_PROBLEM REQUIREMENTS_
Starting at the first line and ending at the last, reproduce the records below exactly.

_SUPPLIED RECORDS_
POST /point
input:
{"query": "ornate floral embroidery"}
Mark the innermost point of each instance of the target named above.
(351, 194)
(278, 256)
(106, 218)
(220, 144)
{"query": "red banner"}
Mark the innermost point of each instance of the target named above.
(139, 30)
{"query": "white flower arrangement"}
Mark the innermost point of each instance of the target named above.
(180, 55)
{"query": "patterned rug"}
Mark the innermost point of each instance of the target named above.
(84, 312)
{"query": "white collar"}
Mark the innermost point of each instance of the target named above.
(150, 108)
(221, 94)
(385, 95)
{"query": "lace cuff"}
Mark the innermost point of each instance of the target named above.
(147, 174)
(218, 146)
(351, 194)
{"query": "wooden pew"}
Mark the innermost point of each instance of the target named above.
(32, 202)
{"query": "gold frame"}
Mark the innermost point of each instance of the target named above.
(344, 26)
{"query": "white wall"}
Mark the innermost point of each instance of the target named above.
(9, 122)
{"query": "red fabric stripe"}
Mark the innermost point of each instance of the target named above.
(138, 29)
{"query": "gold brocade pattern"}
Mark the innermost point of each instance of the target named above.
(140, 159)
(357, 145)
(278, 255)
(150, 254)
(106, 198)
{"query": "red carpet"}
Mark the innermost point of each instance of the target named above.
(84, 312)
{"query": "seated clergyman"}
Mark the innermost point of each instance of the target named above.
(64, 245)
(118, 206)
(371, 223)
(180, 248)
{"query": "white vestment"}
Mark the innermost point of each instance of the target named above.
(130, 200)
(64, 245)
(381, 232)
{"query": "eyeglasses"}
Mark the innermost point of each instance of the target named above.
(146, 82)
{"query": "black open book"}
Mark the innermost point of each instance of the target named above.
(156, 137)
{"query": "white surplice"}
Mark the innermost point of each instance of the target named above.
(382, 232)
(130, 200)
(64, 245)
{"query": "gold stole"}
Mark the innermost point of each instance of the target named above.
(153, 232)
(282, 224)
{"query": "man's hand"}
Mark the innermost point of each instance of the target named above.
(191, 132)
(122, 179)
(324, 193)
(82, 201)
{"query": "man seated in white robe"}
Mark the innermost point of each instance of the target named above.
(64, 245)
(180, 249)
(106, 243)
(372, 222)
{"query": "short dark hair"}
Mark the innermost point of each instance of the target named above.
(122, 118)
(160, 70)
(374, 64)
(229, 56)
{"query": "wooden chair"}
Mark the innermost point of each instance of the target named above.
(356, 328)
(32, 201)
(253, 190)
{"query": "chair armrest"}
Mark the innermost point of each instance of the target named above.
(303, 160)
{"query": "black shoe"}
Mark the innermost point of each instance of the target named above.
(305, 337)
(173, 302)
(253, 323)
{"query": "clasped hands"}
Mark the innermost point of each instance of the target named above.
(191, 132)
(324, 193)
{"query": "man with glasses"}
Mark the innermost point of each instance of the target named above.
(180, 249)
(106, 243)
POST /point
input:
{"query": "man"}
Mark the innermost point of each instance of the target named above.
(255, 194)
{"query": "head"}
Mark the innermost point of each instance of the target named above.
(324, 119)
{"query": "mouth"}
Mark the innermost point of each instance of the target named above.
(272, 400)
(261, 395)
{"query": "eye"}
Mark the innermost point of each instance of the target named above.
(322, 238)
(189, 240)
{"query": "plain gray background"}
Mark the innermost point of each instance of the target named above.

_EXERCISE ANSWER_
POST /point
input:
{"query": "ornate floral embroidery"}
Mark the innermost point of each instance of the target named above.
(351, 194)
(278, 256)
(106, 218)
(220, 144)
{"query": "red banner"}
Mark the innermost point of each instance of the target named above.
(139, 30)
{"query": "white flower arrangement"}
Mark the innermost point of each instance of the target named above.
(180, 55)
{"query": "patterned rug"}
Mark the innermost point of each instance of the target named above.
(84, 312)
{"query": "white collar"}
Mark the innermost point of each instance of the target named above.
(150, 108)
(221, 94)
(385, 95)
{"query": "lace cuff"}
Mark the innermost point of each instance of the target named above.
(147, 174)
(218, 146)
(351, 194)
{"query": "wooden pew"}
Mark the innermost point of each instance of the target named above.
(32, 202)
{"query": "gold frame"}
Mark the innermost point of each instance of the target named above.
(344, 26)
{"query": "white wall"}
Mark the innermost point of each instance of the target named above.
(9, 122)
{"query": "red fabric stripe"}
Mark the innermost point of each instance of the target named above.
(138, 29)
{"query": "gold brocade pattern"}
Mark the innermost point of each instance of the target named above.
(140, 159)
(357, 145)
(278, 255)
(150, 254)
(106, 198)
{"query": "red carpet"}
Mark the innermost point of each instance of the target named above.
(84, 312)
{"query": "seated clergyman"}
Mark the innermost point of each instance of the target named above.
(64, 245)
(118, 206)
(371, 223)
(180, 248)
{"query": "white vestment"}
Mark the innermost point of each instance of the target named above.
(130, 200)
(64, 245)
(381, 232)
{"query": "eyeglasses"}
Mark the innermost point of each instance of the target named above.
(146, 82)
{"query": "black open book"}
Mark the innermost point of each instance of the target named above.
(156, 137)
{"query": "white surplice"}
Mark the innermost point of each instance of the target named above.
(382, 232)
(130, 200)
(64, 245)
{"query": "gold stole"}
Mark the innermost point of each instance of the target named above.
(153, 232)
(282, 224)
{"query": "man's hand"}
Mark the innermost point of each instance of the target named above.
(191, 132)
(122, 179)
(324, 193)
(82, 201)
{"query": "man seated in white robe"}
Mark the innermost point of each instance of the target named above.
(64, 245)
(180, 249)
(106, 243)
(372, 222)
{"query": "short dark hair"}
Mark the innermost point of each instance of the target named above.
(122, 118)
(160, 70)
(374, 64)
(229, 56)
{"query": "wooden chair"}
Mark the innermost point of each instance of the target named above.
(356, 328)
(32, 201)
(253, 190)
{"query": "chair armrest"}
Mark the innermost point of each instance of the target named above.
(303, 160)
{"query": "black shoe"}
Mark the innermost point of each instance of the target named above.
(305, 337)
(173, 302)
(253, 323)
{"query": "clasped hands"}
Mark the innermost point of each instance of the target named above.
(191, 132)
(324, 193)
{"query": "man with glasses"}
Mark the innermost point of each instance of the target named above.
(180, 249)
(106, 243)
POST /point
input:
{"query": "man"}
Mark the innermost point of each instance of the target named above.
(255, 194)
{"query": "head"}
Mark the innermost point of each instance of the target named above.
(324, 119)
{"query": "mouth"}
Mark the innermost point of each instance of the target named above.
(272, 400)
(261, 395)
{"query": "eye"}
Mark the innermost point of each instance of the target named above.
(322, 238)
(189, 240)
{"query": "plain gray background"}
Mark the innermost point of each instance of the target named above.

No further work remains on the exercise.